Görev Tanımı A »
Gülse Birsel hakkındaki yazıya dayanarak şu soruları yanıtlayın:
(i) Türk halkına yaşamı tamamen objektif sunan kişi kimdir?
(ii) Hukukçu dayılar hangi ülkede eğitim almayı başarmıştır?
(iii) Elçi olan "Monşer" karakteri hangi tipin Avrupa çomarı olan versiyonudur?
Görev Tanımı B » Gülse Birsel hakkındaki yazıda hukukçu dayıları nitelemek için kullanılan sıfatların hepsini sıralayın.
Görev Tanımı C » Gülse Birsel hakkındaki yazıyı son cümlesinin ardından yazmaya devam edin.

İncelenecek Metin »
····················
Emperyalist ve Kapitalizmin ağa babalarına gönüllü köle olan, magandalık, cehalet, saygısızlık, Hem medeniyetin hem de Türkleri 4000 Küsür yıldır Türk yapan bütün değerlerden uzaklaşmak, çocuklara tecavüz etmek vb. her tür sapıklık, sapkınlık ve aşağılık özelliğin marifet sayıldığı son 15-16 Senede; Türk halkına yaşamı olduğu gibi tamamen objektif sunan kişidir Gülse BiRSEL.

Keza Elitist denen ailelere bakıldığında aslında köken olarak Antepli, Türk genlerinden hiç uzaklaşmamış tam aksine korumuş, büyük şehirde yaşamaya başlayınca da hiç adaptasyon problemi çekmemiştir. Çünkü 4000 Ylı aşkın süre gelen Türk genlerini ve kültürünü asla kaybetmemiş olduğu için zaten hamurunda var olan bu özellik ister Antepo'de iste Nişantaş'ında olsun her yere adapte olabilmesini sağlamıştır.

Misal çok ciddi, kuralcı, entelektüel, bilgili Hukukçu dayıları Antep'ten sıradan bir aileden çıkıp kendi çabaları ile hukuk mezunu olmuş, ingiltere'de eğitim almayı başarmış zeki bir hukukçudur.

Öte yanda elçi olan "Monşer" karakteri de tıpkı Burhan gibi Anadolu çomarı olan bir tipin Avrupa çomarı olan versiyonudur.

Aslında Güle Birsel ile yapılmaya çalışılan bu karalamanın kökünde zaten bizzat Türk düşmanlığı, Türk kültürüne ve geleneklerine düşmanlık, medeniyet, zeka, toplum içinde bi,rlite yayabilmek vb. pozitif etkenlere bizzat düşmanlıktır.
····················
Girdi Verileri »
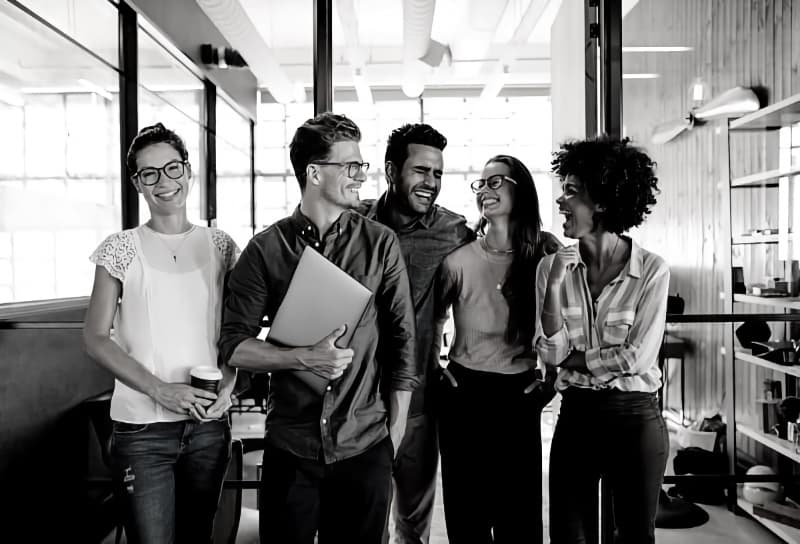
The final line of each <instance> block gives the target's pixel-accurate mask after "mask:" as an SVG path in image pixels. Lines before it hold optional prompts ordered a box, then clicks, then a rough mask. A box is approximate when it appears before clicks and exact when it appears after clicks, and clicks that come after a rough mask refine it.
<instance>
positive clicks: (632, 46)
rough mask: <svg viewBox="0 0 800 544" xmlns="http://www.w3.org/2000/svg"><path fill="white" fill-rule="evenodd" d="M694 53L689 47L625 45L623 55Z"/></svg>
mask: <svg viewBox="0 0 800 544" xmlns="http://www.w3.org/2000/svg"><path fill="white" fill-rule="evenodd" d="M686 51H694V47H689V46H688V45H623V46H622V52H623V53H684V52H686Z"/></svg>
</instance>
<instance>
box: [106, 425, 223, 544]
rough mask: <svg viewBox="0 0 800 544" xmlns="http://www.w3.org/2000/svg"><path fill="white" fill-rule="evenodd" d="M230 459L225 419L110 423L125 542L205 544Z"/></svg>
mask: <svg viewBox="0 0 800 544" xmlns="http://www.w3.org/2000/svg"><path fill="white" fill-rule="evenodd" d="M230 455H231V431H230V426H229V424H228V421H227V419H220V420H217V421H209V422H206V423H198V422H195V421H192V420H186V421H177V422H163V423H144V424H132V423H121V422H118V421H115V422H114V431H113V433H112V435H111V459H112V465H113V468H114V477H115V483H116V484H117V487H118V490H119V491H118V493H119V495H120V496H121V497H123V498H124V499H123V500H124V503H125V506H126V522H125V532H126V536H127V541H128V542H129V543H139V544H172V543H184V542H185V543H187V544H188V543H191V544H198V543H209V542H211V536H212V530H213V526H214V515H215V513H216V510H217V504H218V502H219V497H220V493H221V491H222V483H223V480H224V479H225V473H226V471H227V467H228V461H229V460H230Z"/></svg>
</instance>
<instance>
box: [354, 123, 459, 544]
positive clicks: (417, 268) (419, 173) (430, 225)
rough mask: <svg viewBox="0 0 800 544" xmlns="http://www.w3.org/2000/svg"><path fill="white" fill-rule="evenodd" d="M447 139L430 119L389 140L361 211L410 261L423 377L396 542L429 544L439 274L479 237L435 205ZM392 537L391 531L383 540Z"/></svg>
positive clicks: (399, 481) (393, 507) (418, 349)
mask: <svg viewBox="0 0 800 544" xmlns="http://www.w3.org/2000/svg"><path fill="white" fill-rule="evenodd" d="M446 145H447V139H446V138H445V137H444V136H443V135H442V134H441V133H439V132H438V131H437V130H436V129H434V128H433V127H431V126H430V125H427V124H414V125H403V126H402V127H400V128H398V129H395V130H394V131H392V133H391V135H390V136H389V140H388V142H387V145H386V155H385V160H386V164H385V167H386V181H387V183H388V186H389V187H388V189H387V191H386V192H385V193H384V194H383V195H382V196H381V197H380V198H379V199H378V200H374V201H362V203H361V207H360V211H361V212H362V213H364V214H365V215H366V216H367V217H369V218H370V219H374V220H376V221H379V222H380V223H383V224H384V225H386V226H388V227H390V228H391V229H392V230H394V231H395V232H396V233H397V236H398V238H399V239H400V248H401V250H402V252H403V257H404V259H405V262H406V264H407V265H408V273H409V278H410V280H411V292H412V296H413V299H414V310H415V314H416V325H417V352H416V357H417V361H418V363H419V364H420V365H421V366H422V368H423V372H424V374H423V380H422V384H421V385H420V387H419V388H418V389H417V390H416V391H415V392H414V394H413V397H412V400H411V407H410V408H409V414H408V424H407V427H406V435H405V438H404V439H403V442H402V444H401V446H400V449H399V451H398V453H397V455H396V457H395V466H394V483H395V486H394V501H393V504H392V518H393V520H394V539H393V542H399V543H403V544H406V543H414V544H416V543H427V542H428V540H429V537H430V530H431V519H432V516H433V505H434V498H435V493H436V472H437V467H438V464H439V449H438V442H437V437H436V420H435V416H434V410H433V408H434V399H433V390H434V389H433V386H435V385H436V380H437V379H438V378H439V369H440V366H439V350H440V348H441V330H438V328H439V327H437V326H435V325H436V324H435V323H434V313H433V280H434V276H435V272H436V269H437V268H438V267H439V265H440V264H441V263H442V260H444V258H445V257H446V256H447V255H448V254H449V253H450V252H452V251H453V250H454V249H456V248H458V247H460V246H461V245H463V244H465V243H467V242H470V241H472V240H474V239H475V234H474V233H473V232H472V231H471V230H470V229H469V228H468V227H467V224H466V220H465V219H464V217H462V216H460V215H458V214H455V213H453V212H451V211H450V210H448V209H446V208H442V207H440V206H438V205H436V204H435V202H436V197H437V196H439V190H440V189H441V186H442V169H443V158H442V151H443V150H444V148H445V146H446ZM384 540H385V541H386V540H388V535H387V536H386V537H385V539H384Z"/></svg>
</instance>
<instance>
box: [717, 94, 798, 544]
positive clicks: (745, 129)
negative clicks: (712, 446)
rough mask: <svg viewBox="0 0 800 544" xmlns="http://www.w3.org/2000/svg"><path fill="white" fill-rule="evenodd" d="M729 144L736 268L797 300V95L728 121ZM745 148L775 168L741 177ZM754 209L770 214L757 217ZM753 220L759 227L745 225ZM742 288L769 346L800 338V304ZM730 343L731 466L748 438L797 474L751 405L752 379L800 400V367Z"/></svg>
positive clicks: (753, 515) (745, 309) (753, 406)
mask: <svg viewBox="0 0 800 544" xmlns="http://www.w3.org/2000/svg"><path fill="white" fill-rule="evenodd" d="M765 131H767V132H765ZM741 133H750V134H762V136H761V137H758V136H748V135H747V134H745V135H743V137H739V134H741ZM726 137H727V143H728V160H729V172H733V173H735V174H737V176H731V175H729V176H728V178H729V194H728V198H729V204H730V213H731V220H730V225H731V233H730V234H731V266H732V267H740V268H741V270H742V272H743V275H744V282H745V283H746V284H753V283H761V282H763V278H764V277H766V276H771V277H781V278H783V279H784V280H787V281H788V282H789V284H788V286H789V290H790V292H791V293H792V294H793V295H797V293H798V287H800V286H799V285H798V281H799V280H800V274H798V271H797V270H798V269H797V260H798V259H800V94H798V95H794V96H792V97H790V98H788V99H786V100H783V101H781V102H778V103H776V104H773V105H771V106H768V107H765V108H762V109H760V110H758V111H756V112H753V113H751V114H748V115H745V116H743V117H740V118H739V119H736V120H732V121H730V122H729V123H728V126H727V134H726ZM748 144H751V145H753V144H755V145H757V146H758V151H759V152H760V155H761V156H760V157H757V158H758V159H759V160H756V161H755V162H758V163H759V164H766V165H769V166H770V167H769V168H762V170H761V171H756V172H745V173H746V175H741V176H738V174H739V173H740V172H738V171H737V170H739V169H744V168H746V166H747V165H746V162H747V161H746V160H742V156H743V155H744V154H746V150H743V149H741V146H742V145H745V146H747V145H748ZM734 163H736V164H734ZM743 165H744V168H742V166H743ZM737 167H738V168H737ZM757 207H761V208H762V209H763V210H765V211H764V212H763V213H761V214H760V215H759V212H758V211H757V210H755V208H757ZM748 220H750V221H754V220H755V221H757V222H760V223H761V224H758V225H752V224H751V225H747V224H746V222H747V221H748ZM734 270H735V268H734ZM732 275H733V274H732ZM737 283H738V282H737V280H735V279H733V278H731V279H730V280H729V282H728V283H727V284H726V290H727V293H726V299H727V300H729V301H730V305H729V308H730V311H731V313H735V314H754V313H755V314H761V315H760V317H761V318H762V319H764V320H765V321H768V322H770V326H771V328H772V340H780V339H789V338H795V339H797V338H798V334H797V329H798V327H797V325H795V324H794V323H795V322H796V321H797V318H800V313H798V310H800V297H798V296H791V297H778V296H769V297H768V296H758V295H756V294H752V293H751V292H750V290H748V293H749V294H745V293H742V292H741V285H740V284H739V285H738V286H737ZM773 294H774V293H773ZM728 297H729V298H728ZM787 314H790V315H787ZM726 344H727V346H726V351H727V353H728V354H729V358H730V359H729V363H730V364H729V365H728V374H729V377H728V380H727V390H728V393H729V394H730V397H731V398H730V400H729V402H728V409H727V411H728V414H727V419H728V425H729V426H730V427H732V431H729V434H728V437H729V448H728V451H729V455H731V456H732V458H731V464H732V466H735V465H736V457H737V454H738V453H739V452H740V451H741V450H738V451H737V447H736V445H737V437H746V438H748V439H750V440H752V441H754V443H757V444H760V445H761V446H762V447H764V448H767V449H768V450H771V451H772V452H775V454H777V455H778V456H779V459H780V465H781V467H782V469H781V472H794V471H795V467H797V466H800V465H795V464H800V453H798V452H797V451H796V450H795V446H794V444H793V443H791V442H789V441H788V440H783V439H781V438H778V437H777V436H775V435H773V434H769V433H766V432H764V429H762V428H761V425H760V424H759V421H760V414H759V413H758V410H757V406H756V403H755V402H754V400H755V398H756V397H757V396H760V391H761V384H760V383H759V380H758V379H752V378H753V377H754V376H755V377H768V378H769V379H776V380H780V381H781V382H783V394H784V395H797V396H800V387H799V386H798V384H799V383H800V381H799V380H800V364H795V365H792V366H784V365H780V364H776V363H774V362H771V361H769V360H767V359H764V358H762V357H758V356H754V355H752V353H751V351H750V350H748V349H745V348H743V347H742V346H740V345H739V344H738V342H736V340H735V337H734V335H733V334H732V331H731V334H730V337H729V338H728V340H727V341H726ZM728 350H729V351H728ZM754 369H758V371H755V370H754ZM737 373H739V375H738V376H737ZM731 438H732V441H731V440H730V439H731ZM738 505H739V507H740V508H741V509H742V510H744V511H746V512H747V513H748V514H749V515H751V516H752V517H753V518H754V519H756V520H757V521H759V522H761V523H762V524H763V525H764V526H765V527H767V528H768V529H770V530H771V531H772V532H773V533H775V534H776V535H777V536H779V537H780V538H781V539H783V540H784V541H786V542H793V543H798V544H800V529H795V528H793V527H789V526H787V525H784V524H781V523H777V522H775V521H772V520H768V519H765V518H761V517H759V516H756V515H754V514H753V509H752V505H750V504H749V503H747V502H745V501H744V500H743V499H741V498H740V499H739V500H738Z"/></svg>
····················
Görev Yanıtı A »
(i) Gülse Birsel
(ii) İngiltere
(iii) Burhan gibi Anadolu çomarı olan bir tipin

Görev Yanıtı B » ciddi, kuralcı, entelektüel, bilgili, zeki

Görev Yanıtı C »
Bunu da yapan kitlelere baktığınızda

A-) "Borbar Törgler Ermenileri Gotletti" diye, solcu olduğunu iddia eden ama özünde Kapitalist ötesi kapitalistlere, emperyalist ötesi emperyalistlere gönüllü kölelik ve borazanlık yapan, azğdından ingilizceden bozma acayip lehçe asla düşmeyen, Türk adını duyduğu anda hemen irite olup Türklerle ilgili bütün değerlere saldıran, tatlı su solcusu ve/veya Liboş dediğimiz tek hücreli amipler

B-) Saidi Kürdi/Nursi, Şeyh Sait, iskilipli Atıf vb. Şeriatçı, Dinci, mikro etnik Irkçısı, Hilafetçi, ingiliz/Fransız/Amerikan/Yunan iş birlikçisi vatan hainlerinin ideolojilerini bugün de sürdürmeye çalışan vatansız, milletsiz, bayraksız, kansız dinci (dindar değil Dinci!) şakirtler

C-) Türk adını duyunca direkt saldıran, Türküm dendiği anda Irkçı diyen fakat kendi barzo ırkçılığı yapan, varlığı dahi kanıtlanamayan küçük bir etnik azınlıktan gelmesine rağmen Irkçı ötesi Irkçı, Faşist ötesi faşist, Sosyalizm söylemleri yapan ama Emperyalizmin ve Kapitalizmin ağa babalarına gönüllü hizmet eden, açıkça Feodal Kölelik Sistemini savunan ve koruyan, hatta Emperyalistlerin ağa babalarının verdiği para ve silah ile terörist örgüt kurup masum insanları katleden, insanları ırk, mezhep, din, dini anlayış vb. her alanda atomlarına, hücrelerine kadar bölmeye çalışan ırkçı barzolar.

Daha çok örnek verilebilir.

Ama bütün bunlar bir yana, Gülse Birsel kimdir? Soy ağacı nedir? Nasıl bir kökten gelmektedir?
Buna bakınca kendisinin Türklük bilinci olan, Atatürkçü, Türk olmanın şakirtler ve barzolar tarafından iddia edildiği gibi cahil öküz, sapık, sapkın, vurdumduymaz, hain, üç kağıtçılık olmak değil , 4000 Küsür yıldır var olan Türk kültürü ve değerlerini yaşamak, var etmek ve çağdaş uygarlıklar seviyesinde devam etmesini sağlamak olduğunu savunan bir kişi olduğu gayet açık görülür.

Aşağıdaki makaleyi okumanızı tavsiye ederim. Sonra karar verin!!!

Okuyun bakalım hele ne anlatıyor....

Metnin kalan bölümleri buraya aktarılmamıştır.